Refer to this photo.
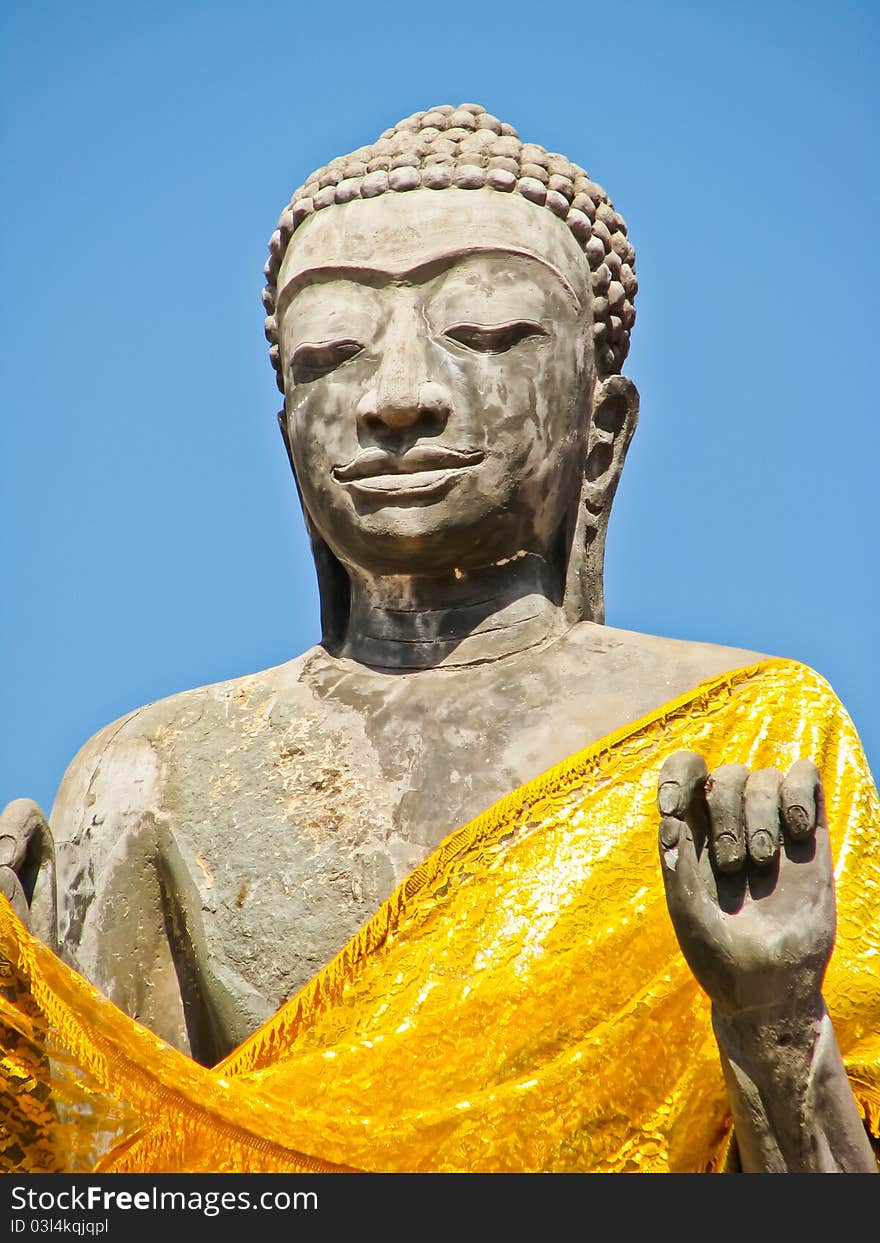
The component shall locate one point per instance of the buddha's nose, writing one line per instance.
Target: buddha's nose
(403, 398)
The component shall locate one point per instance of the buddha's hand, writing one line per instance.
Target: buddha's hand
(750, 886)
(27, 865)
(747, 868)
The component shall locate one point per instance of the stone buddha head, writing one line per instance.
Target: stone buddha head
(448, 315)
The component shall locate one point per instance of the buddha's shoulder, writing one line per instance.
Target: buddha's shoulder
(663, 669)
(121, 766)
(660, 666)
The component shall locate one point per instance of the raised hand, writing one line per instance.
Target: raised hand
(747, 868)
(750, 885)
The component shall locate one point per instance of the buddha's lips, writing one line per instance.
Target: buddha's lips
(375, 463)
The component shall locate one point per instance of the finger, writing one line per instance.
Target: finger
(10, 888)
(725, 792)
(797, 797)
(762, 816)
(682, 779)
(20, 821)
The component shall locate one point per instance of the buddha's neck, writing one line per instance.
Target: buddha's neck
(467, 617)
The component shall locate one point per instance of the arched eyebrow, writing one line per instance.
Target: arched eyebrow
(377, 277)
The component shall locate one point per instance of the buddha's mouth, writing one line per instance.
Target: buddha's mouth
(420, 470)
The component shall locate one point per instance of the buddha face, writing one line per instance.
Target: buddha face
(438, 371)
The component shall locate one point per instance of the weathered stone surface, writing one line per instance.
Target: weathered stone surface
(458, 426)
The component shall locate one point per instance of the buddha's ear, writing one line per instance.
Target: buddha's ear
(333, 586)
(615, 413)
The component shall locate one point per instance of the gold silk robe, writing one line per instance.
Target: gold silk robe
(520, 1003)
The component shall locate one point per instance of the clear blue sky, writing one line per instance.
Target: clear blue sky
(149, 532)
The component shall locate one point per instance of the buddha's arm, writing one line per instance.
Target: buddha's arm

#####

● **GOAL**
Write out, word for word, the line containing "shoulder, writing one line per instance." and every line after it to the end of the data above.

● **FINAL RESULT**
The component shall locate one point per instance of the buddha's shoulder, writing one line per instance.
Target: buddha's shoulder
(663, 669)
(121, 766)
(660, 666)
The component shall locate one point per instance of the raised hand, writing one line per instance.
Target: raised hand
(747, 868)
(750, 885)
The component shall locate one point per instance of the buddha's lips, writing one line per instance.
Target: buddha's lips
(375, 463)
The component shall locate one point per instance of the finger, writing one line per instance.
Target: finger
(10, 888)
(725, 792)
(797, 797)
(762, 816)
(682, 779)
(20, 821)
The component shall locate one point per instance of the buddha's neck, writing one line per instance.
Target: buddha's neck
(467, 617)
The component shall locate one point per instance of the arched eyebrow, writing one line per instance.
Target: arched eyebrow
(377, 277)
The component shall locate one point per instance of the buddha's mouth, writing one line per instance.
Target: buddha's mouth
(420, 470)
The component shall locate one point per instance of the buddha face, writing one line per instance.
Target: buddha face
(438, 371)
The component shall locate one point per instance of the weathered stone surface, writing one line per instance.
Target: weathered stone surface
(458, 426)
The component shall locate one point per instance of the buddha's ear, writing one line per instance.
Target: buddha's ear
(333, 586)
(615, 413)
The component shall locate one point per instance of the gold silk robe, writing one line per instance.
Target: gold silk robe
(520, 1003)
The component shall locate one point per instance of the clear blue sky, writing one line per instance.
Target: clear blue sky
(149, 532)
The component shall locate one point per instance of the buddha's arm, writing one line per instance.
Target: buddha's arm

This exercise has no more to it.